Rewrite the material below as a numbered list, one line per item, skipping any blank lines. Omit the picture lines from your answer.
— begin TASK MATERIAL —
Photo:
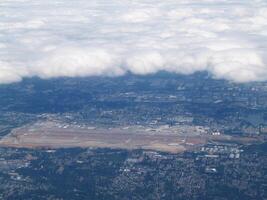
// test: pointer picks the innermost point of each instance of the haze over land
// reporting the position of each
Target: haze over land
(99, 37)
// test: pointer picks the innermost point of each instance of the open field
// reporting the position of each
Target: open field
(53, 135)
(49, 135)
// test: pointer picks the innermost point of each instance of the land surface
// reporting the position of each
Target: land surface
(54, 135)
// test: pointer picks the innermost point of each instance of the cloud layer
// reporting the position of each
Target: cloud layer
(53, 38)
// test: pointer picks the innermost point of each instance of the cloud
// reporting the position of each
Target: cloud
(227, 38)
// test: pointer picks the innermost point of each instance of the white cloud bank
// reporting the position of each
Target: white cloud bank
(53, 38)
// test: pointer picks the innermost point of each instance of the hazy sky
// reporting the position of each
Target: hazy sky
(53, 38)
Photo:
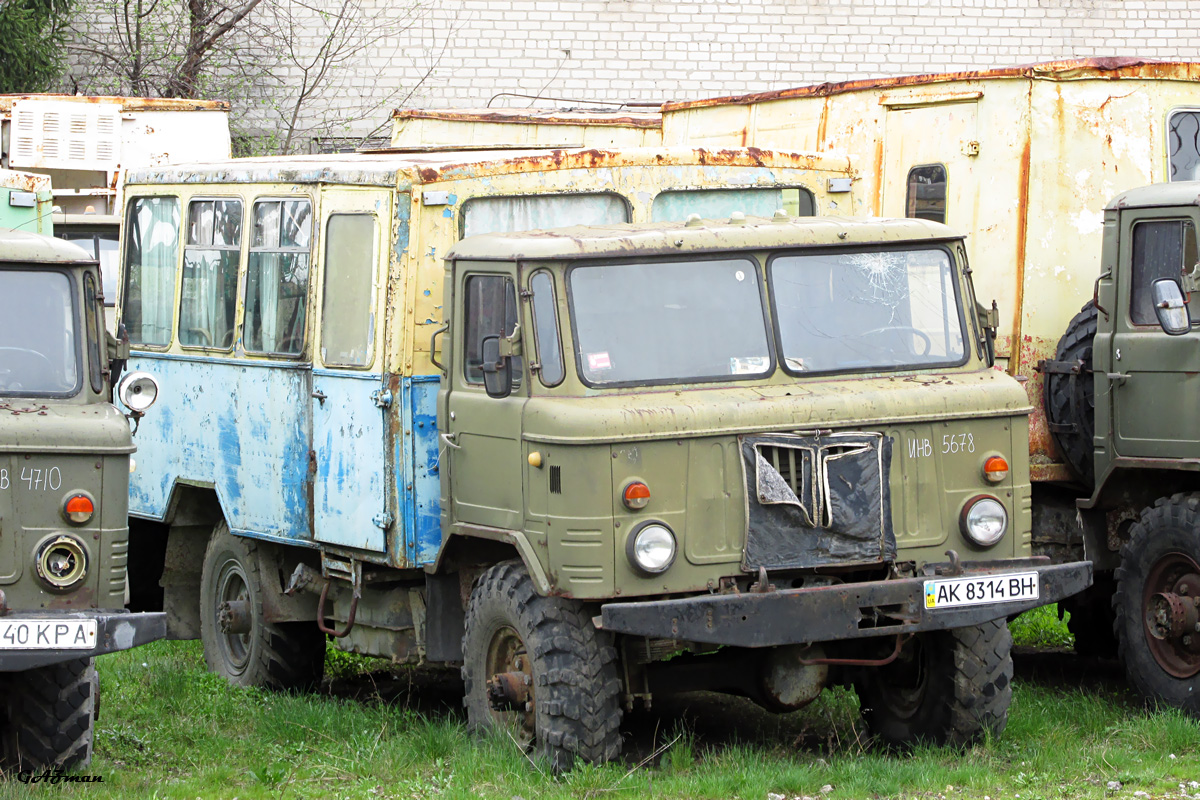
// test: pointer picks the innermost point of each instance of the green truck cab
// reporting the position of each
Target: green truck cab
(64, 482)
(1120, 398)
(756, 456)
— end TASK MATERIAL —
§ OUTPUT FOR THIS EXERCISE:
1. Photo:
2. // test: pointer picks the innermost point of each instance of the haze over land
3. // reporting the position of each
4. Target: haze over land
5. (99, 37)
6. // test: pointer picks the innermost point of each instance of the open field
7. // reporting the position of each
8. Target: open field
9. (53, 135)
10. (49, 135)
11. // test: pointer picks the innermost point of each instance of the land surface
12. // reporting the position of each
13. Target: land surface
14. (54, 135)
15. // test: pointer picks the innermost point of each instance of the cloud layer
16. // reporting the position of each
17. Target: cloud layer
18. (53, 38)
19. // test: pointer picks the innermost point of each instance of the cloud
20. // reporting the position of each
21. Target: cloud
22. (227, 38)
23. // test: pointer picks the innermost point of each instance of the white cloud bank
24. // reporting the position of each
25. Target: white cloud bank
26. (53, 38)
27. // test: pointer picks the innermost point of each instance of the hazy sky
28. // reporting the position of each
29. Target: hazy sky
30. (53, 38)
31. Photo:
32. // test: pointer picks the innermost point of each instance of the green truck cab
33. // reporting the position of each
34. Target: green truck cab
35. (64, 482)
36. (1120, 398)
37. (756, 456)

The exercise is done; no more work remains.